_PROBLEMA BREVE A_
Reescreva o trecho do texto sobre a territorialidade urbana em Pelotas que vai de "22 de ago. de" até "maior poder  aquisitivo.", trocando "periferia" por "borda".

==========

22 de ago. de 2011

1.2. Reflexões


De uma forma geral a territorialidade urbana na cidade de Pelotas e as definições dos respectivos espaços e fronteiras administrativas municipais, no que diz respeito aos loteamentos populares, tiveram sua configuração baseada na lógica de organizar os mais economicamente desfavorecidos longe das áreas centrais da cidade. Esses locais de centro, por terem maior estrutura urbanística e social, são habitados por pessoas mais favorecidas economicamente. Nessa perspectiva os loteamentos populares de uma forma geral vão se constituindo na periferia em relação ao centro da cidade.  No que se refere ao Loteamento Dunas isso não foi diferente, os seus moradores foram sendo deslocados de áreas mais próximas do centro e esses terrenos começaram a ganhar valor de mercado e  a ser adquiridos por pessoas com maior poder  aquisitivo.

==========

_PROBLEMA BREVE B_
Separe as linhas abaixo que contêm a palavra "christmas" e copie cada uma delas.

_DADOS FORNECIDOS_

==========

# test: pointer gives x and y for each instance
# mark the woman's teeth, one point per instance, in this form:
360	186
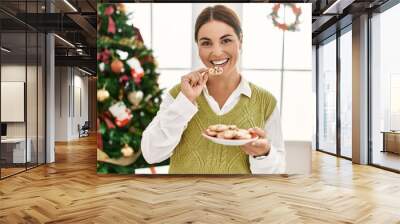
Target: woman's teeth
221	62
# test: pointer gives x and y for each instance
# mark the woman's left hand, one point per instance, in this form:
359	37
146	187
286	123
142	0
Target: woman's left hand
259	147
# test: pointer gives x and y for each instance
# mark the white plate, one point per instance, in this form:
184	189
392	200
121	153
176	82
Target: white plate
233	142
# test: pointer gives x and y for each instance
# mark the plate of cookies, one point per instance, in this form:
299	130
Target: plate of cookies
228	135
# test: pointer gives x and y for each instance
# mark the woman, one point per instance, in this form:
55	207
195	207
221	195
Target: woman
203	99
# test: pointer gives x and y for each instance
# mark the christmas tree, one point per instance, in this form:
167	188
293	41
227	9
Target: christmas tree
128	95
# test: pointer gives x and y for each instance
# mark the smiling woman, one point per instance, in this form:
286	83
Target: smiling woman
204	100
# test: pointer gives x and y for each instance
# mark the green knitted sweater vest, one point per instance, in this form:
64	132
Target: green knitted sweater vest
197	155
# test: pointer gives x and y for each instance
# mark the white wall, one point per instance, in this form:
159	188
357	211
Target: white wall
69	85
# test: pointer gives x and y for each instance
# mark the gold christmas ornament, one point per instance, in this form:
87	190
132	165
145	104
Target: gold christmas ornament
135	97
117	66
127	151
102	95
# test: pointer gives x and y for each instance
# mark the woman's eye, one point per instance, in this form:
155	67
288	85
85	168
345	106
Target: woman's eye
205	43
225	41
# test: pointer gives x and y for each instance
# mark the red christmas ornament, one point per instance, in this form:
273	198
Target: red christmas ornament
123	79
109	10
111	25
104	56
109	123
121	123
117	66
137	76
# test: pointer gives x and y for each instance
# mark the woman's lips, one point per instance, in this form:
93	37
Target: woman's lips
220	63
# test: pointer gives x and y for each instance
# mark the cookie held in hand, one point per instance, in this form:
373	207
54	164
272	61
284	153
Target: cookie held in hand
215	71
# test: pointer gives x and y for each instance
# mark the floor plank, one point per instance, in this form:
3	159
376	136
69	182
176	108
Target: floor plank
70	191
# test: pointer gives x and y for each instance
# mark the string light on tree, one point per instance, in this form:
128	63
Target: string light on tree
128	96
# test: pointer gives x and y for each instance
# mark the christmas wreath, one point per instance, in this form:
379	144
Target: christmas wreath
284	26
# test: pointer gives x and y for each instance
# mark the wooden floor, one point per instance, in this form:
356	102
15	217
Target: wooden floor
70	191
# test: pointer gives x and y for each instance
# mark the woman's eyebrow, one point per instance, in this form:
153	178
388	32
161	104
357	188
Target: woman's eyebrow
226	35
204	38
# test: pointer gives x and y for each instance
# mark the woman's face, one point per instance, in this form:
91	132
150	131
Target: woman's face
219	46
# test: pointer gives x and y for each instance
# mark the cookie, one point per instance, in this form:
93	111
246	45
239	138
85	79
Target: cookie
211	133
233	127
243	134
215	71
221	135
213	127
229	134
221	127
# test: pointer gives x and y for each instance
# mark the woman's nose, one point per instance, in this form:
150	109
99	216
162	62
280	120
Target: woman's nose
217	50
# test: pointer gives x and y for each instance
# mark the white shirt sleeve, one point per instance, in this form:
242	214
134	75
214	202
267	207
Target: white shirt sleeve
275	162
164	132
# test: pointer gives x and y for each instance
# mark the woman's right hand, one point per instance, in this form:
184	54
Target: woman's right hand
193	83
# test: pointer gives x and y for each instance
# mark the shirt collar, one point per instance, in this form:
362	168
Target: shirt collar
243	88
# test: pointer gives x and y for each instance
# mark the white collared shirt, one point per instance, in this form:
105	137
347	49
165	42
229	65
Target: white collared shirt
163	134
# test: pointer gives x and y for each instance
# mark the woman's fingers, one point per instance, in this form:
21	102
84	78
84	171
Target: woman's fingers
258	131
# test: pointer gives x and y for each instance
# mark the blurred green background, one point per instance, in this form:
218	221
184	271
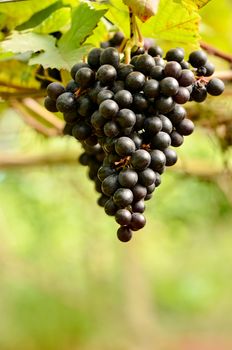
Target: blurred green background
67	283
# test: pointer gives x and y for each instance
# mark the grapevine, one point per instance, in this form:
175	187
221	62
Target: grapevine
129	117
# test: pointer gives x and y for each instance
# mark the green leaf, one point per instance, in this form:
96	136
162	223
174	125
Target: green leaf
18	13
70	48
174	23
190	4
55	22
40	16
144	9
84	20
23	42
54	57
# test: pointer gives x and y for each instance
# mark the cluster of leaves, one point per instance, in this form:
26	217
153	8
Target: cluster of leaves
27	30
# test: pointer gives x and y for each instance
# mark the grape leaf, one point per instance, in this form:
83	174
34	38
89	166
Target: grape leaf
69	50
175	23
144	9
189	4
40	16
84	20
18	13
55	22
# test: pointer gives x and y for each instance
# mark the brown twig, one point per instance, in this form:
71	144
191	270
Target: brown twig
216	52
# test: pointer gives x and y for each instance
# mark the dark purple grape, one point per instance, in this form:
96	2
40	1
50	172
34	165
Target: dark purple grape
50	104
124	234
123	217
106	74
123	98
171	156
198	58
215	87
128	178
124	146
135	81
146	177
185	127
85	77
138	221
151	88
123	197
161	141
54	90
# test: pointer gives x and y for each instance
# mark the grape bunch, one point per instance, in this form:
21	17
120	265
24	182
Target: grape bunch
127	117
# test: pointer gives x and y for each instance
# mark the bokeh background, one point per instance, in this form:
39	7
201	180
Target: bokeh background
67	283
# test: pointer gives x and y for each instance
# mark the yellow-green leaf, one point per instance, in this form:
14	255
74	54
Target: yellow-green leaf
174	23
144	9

==========

_RESPOSTA FINAL A_
22 de ago. de 2011

1.2. Reflexões


De uma forma geral a territorialidade urbana na cidade de Pelotas e as definições dos respectivos espaços e fronteiras administrativas municipais, no que diz respeito aos loteamentos populares, tiveram sua configuração baseada na lógica de organizar os mais economicamente desfavorecidos longe das áreas centrais da cidade. Esses locais de centro, por terem maior estrutura urbanística e social, são habitados por pessoas mais favorecidas economicamente. Nessa perspectiva os loteamentos populares de uma forma geral vão se constituindo na borda em relação ao centro da cidade.  No que se refere ao Loteamento Dunas isso não foi diferente, os seus moradores foram sendo deslocados de áreas mais próximas do centro e esses terrenos começaram a ganhar valor de mercado e  a ser adquiridos por pessoas com maior poder  aquisitivo.

_RESPOSTA FINAL B_
# mark the christmas tree, one point per instance, in this form:
Target: christmas tree
# mark the gold christmas ornament, one point per instance, in this form:
Target: gold christmas ornament
# mark the red christmas ornament, one point per instance, in this form:
Target: red christmas ornament
# mark the christmas wreath, one point per instance, in this form:
Target: christmas wreath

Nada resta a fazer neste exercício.